REQUIREMENTS |
[a] Copy the earnings passage starting with "Earnings per share" and going on through "of $9.85 billion.", substituting "Wearable devices" for "Wearables".
[b] Proceed with the passage on the quarterly earnings results, picking up after its final sentence.

SELECTED EXTRACT |
:::
The stock rose 1.5% to $322.40 a share Wednesday morning. 

Earnings per share came in at $4.99, beating Wall Street estimates of $4.54 and grew 19% year-over-year. Revenue was $91.18 billion, beating analysts estimates of $88.478 billion and grew 8.3%. Meanwhile, iPhone revenue was $55.9 billion, beating estimates of $51.4 billion and grew 7%. Analysts were expecting more revenue declines for the iPhone.

Services revenue came in at $12.7 billion, missing estimates of $13 billion. Wearables, home and accessories revenue was $10 billion, beating estimates of $9.85 billion.

Here's what analysts were saying:

Cowen, Outperform, Price Target Raised From $350 to $370

"Bulls will point to a healthy iPhone/5G cycle that could drive fiscal year 2020/2021 units back above 200 million. Bears would note that Services came in a tad light; but the $50 billion plus business is still growing mid-to-high-teens percentage year-over-year. With the low-cost SE2 expected to launch in calendar year first half 2020 and 5G to benefit calendar year 2021, we believe the iPhone/wearables driven earnings expansion story still has room to play out. The gradual pivot to a content/recurring revenue business is a powerful long-term earnings driver. We raise our fiscal year 2020/2021 forecasts."
:::
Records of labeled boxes
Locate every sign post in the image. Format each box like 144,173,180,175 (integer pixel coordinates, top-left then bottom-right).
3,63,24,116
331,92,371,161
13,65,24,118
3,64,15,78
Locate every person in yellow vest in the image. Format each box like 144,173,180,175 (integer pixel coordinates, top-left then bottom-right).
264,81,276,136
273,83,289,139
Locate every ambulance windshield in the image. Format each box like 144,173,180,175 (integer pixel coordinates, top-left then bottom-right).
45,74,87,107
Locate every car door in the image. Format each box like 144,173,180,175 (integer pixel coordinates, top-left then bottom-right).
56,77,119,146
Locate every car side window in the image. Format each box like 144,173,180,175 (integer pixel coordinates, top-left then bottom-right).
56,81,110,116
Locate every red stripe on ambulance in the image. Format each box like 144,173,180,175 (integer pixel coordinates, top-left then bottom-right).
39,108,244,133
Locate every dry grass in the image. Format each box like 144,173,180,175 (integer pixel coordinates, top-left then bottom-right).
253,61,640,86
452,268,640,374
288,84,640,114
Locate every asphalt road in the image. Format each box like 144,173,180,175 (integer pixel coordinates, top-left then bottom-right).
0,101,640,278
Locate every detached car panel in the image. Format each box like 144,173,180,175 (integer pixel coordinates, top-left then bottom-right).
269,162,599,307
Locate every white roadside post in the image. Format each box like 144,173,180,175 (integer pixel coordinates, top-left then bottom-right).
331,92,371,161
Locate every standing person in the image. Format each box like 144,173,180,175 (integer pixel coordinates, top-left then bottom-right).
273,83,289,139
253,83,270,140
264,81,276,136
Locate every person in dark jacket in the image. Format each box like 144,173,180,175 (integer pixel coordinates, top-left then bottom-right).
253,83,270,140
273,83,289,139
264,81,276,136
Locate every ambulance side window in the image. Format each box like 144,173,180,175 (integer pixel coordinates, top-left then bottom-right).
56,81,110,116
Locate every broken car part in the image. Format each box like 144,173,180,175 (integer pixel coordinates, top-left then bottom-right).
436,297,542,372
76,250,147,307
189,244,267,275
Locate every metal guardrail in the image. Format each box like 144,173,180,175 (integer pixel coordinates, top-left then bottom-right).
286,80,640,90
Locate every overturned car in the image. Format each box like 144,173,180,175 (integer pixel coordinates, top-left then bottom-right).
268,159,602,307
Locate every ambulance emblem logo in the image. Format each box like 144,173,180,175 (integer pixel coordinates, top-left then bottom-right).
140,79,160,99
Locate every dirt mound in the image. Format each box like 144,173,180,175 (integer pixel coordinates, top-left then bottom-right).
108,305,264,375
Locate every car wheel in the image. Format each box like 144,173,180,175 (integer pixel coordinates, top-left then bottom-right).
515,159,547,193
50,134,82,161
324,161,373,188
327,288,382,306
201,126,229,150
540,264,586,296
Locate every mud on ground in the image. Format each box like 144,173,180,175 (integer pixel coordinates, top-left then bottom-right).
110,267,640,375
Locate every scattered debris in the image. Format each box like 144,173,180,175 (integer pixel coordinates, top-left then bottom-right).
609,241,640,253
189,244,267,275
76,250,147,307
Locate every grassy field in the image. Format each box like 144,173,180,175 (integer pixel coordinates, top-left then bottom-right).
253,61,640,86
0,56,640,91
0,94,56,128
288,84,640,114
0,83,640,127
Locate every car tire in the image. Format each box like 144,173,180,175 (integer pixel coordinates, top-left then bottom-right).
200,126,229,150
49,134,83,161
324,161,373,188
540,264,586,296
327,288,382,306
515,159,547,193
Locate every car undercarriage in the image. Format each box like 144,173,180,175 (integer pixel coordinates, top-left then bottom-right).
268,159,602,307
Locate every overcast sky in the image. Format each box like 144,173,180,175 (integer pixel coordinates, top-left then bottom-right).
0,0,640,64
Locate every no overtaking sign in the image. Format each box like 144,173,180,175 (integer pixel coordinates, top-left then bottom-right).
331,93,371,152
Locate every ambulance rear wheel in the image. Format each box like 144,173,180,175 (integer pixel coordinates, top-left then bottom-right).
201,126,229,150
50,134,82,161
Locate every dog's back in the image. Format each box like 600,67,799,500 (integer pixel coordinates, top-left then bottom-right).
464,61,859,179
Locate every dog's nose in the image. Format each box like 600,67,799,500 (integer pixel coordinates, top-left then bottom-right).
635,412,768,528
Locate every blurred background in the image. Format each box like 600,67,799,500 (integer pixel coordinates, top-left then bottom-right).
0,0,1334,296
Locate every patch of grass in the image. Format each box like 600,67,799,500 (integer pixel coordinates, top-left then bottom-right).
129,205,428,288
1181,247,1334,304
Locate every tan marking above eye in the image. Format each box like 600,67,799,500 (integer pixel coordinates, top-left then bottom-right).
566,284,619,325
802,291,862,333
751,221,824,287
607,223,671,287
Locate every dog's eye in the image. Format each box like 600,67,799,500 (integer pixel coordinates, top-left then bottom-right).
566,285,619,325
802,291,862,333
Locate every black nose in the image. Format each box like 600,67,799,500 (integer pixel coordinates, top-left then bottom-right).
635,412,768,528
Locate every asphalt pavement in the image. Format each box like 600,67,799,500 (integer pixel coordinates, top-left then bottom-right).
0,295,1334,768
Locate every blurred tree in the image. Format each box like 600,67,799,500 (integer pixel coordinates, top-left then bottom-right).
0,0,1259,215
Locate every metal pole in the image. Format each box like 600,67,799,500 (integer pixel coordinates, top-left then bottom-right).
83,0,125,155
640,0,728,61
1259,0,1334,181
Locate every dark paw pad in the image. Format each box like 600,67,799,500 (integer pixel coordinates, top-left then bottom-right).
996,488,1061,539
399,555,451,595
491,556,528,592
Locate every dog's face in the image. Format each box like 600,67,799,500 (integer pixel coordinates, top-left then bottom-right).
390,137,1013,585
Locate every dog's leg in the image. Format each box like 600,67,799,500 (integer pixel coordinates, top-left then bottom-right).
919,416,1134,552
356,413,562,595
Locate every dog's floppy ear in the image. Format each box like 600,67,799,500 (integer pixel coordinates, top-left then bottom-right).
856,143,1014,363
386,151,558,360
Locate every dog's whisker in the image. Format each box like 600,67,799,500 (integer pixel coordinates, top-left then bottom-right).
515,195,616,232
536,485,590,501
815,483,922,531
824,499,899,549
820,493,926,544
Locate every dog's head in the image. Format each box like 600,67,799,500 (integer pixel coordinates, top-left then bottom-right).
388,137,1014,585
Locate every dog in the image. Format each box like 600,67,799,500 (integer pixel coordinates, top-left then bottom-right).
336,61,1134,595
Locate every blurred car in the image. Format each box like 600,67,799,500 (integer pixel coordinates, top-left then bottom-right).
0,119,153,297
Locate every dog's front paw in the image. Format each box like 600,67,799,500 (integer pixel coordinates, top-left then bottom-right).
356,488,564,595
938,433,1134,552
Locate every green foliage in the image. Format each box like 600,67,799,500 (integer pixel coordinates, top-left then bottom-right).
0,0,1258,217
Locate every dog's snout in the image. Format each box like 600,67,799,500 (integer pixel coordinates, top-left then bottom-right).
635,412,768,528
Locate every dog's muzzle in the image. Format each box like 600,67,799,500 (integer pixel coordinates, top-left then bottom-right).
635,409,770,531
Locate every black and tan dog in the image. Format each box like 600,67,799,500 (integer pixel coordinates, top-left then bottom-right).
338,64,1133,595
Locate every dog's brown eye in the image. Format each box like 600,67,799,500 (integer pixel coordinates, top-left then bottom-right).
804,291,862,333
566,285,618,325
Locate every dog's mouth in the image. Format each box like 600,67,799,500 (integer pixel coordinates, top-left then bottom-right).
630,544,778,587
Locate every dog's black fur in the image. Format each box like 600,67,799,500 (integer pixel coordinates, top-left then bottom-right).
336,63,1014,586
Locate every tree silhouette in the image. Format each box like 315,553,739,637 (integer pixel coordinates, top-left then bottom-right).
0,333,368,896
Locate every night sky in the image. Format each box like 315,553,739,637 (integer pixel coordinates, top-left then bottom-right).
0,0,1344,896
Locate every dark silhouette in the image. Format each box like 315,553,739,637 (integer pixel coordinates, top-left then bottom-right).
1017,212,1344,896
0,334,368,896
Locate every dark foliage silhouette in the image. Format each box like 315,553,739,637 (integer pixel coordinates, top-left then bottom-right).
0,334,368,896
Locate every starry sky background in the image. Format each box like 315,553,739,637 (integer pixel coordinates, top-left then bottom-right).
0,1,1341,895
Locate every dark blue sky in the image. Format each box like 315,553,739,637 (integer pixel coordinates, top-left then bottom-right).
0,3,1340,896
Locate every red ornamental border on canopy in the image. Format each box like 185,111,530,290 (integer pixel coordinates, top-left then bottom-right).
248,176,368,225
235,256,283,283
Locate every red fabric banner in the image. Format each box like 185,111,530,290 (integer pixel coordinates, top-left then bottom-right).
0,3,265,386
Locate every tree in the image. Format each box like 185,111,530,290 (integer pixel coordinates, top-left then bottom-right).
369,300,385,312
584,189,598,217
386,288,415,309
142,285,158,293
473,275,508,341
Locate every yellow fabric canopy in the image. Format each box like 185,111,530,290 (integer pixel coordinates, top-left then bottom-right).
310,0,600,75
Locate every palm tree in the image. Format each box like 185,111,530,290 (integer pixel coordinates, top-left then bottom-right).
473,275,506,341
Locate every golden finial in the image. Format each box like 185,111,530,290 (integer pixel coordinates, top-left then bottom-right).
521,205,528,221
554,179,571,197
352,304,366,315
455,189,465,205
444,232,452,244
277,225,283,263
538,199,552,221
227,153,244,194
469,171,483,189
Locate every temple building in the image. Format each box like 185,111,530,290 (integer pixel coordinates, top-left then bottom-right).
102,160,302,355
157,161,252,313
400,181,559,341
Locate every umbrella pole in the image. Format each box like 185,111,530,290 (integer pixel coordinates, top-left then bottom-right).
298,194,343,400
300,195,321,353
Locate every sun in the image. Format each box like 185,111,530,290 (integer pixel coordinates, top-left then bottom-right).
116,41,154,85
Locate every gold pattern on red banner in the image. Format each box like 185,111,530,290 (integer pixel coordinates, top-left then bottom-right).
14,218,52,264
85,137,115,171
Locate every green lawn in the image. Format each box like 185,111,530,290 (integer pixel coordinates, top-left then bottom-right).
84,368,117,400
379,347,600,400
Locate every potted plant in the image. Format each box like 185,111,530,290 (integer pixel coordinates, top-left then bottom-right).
:::
RESPONSES PER TASK |
[a]
Earnings per share came in at $4.99, beating Wall Street estimates of $4.54 and grew 19% year-over-year. Revenue was $91.18 billion, beating analysts estimates of $88.478 billion and grew 8.3%. Meanwhile, iPhone revenue was $55.9 billion, beating estimates of $51.4 billion and grew 7%. Analysts were expecting more revenue declines for the iPhone.

Services revenue came in at $12.7 billion, missing estimates of $13 billion. Wearable devices, home and accessories revenue was $10 billion, beating estimates of $9.85 billion.

[b]
- Krish Sankar 

Goldman Sachs, Neutral, Price Target Raised From $192 to $300 

"We move our forward estimates up as iPhone demand continues to surprise on the upside. However, we continue to believe consensus forecasts assume an optimistic scenario for the end of this year. Services missed our forecast and decelerated both quarter-over-quarter and year-over-year though commentary on why this was the case was unclear on the call in our opinion. We raise our 12-month price target to $300 to acknowledge the recent stock re-rating with the view that shorter term consensus forecasts are achievable but balanced against our concern that late year expectations are too high. Our fiscal year 2021 EPS increases by 3% to $14.68 primarily driven by higher revenue. Our 12-month price target is based on 20 times 5-8 [futures quarters] calendar year 2021 EPS of $15."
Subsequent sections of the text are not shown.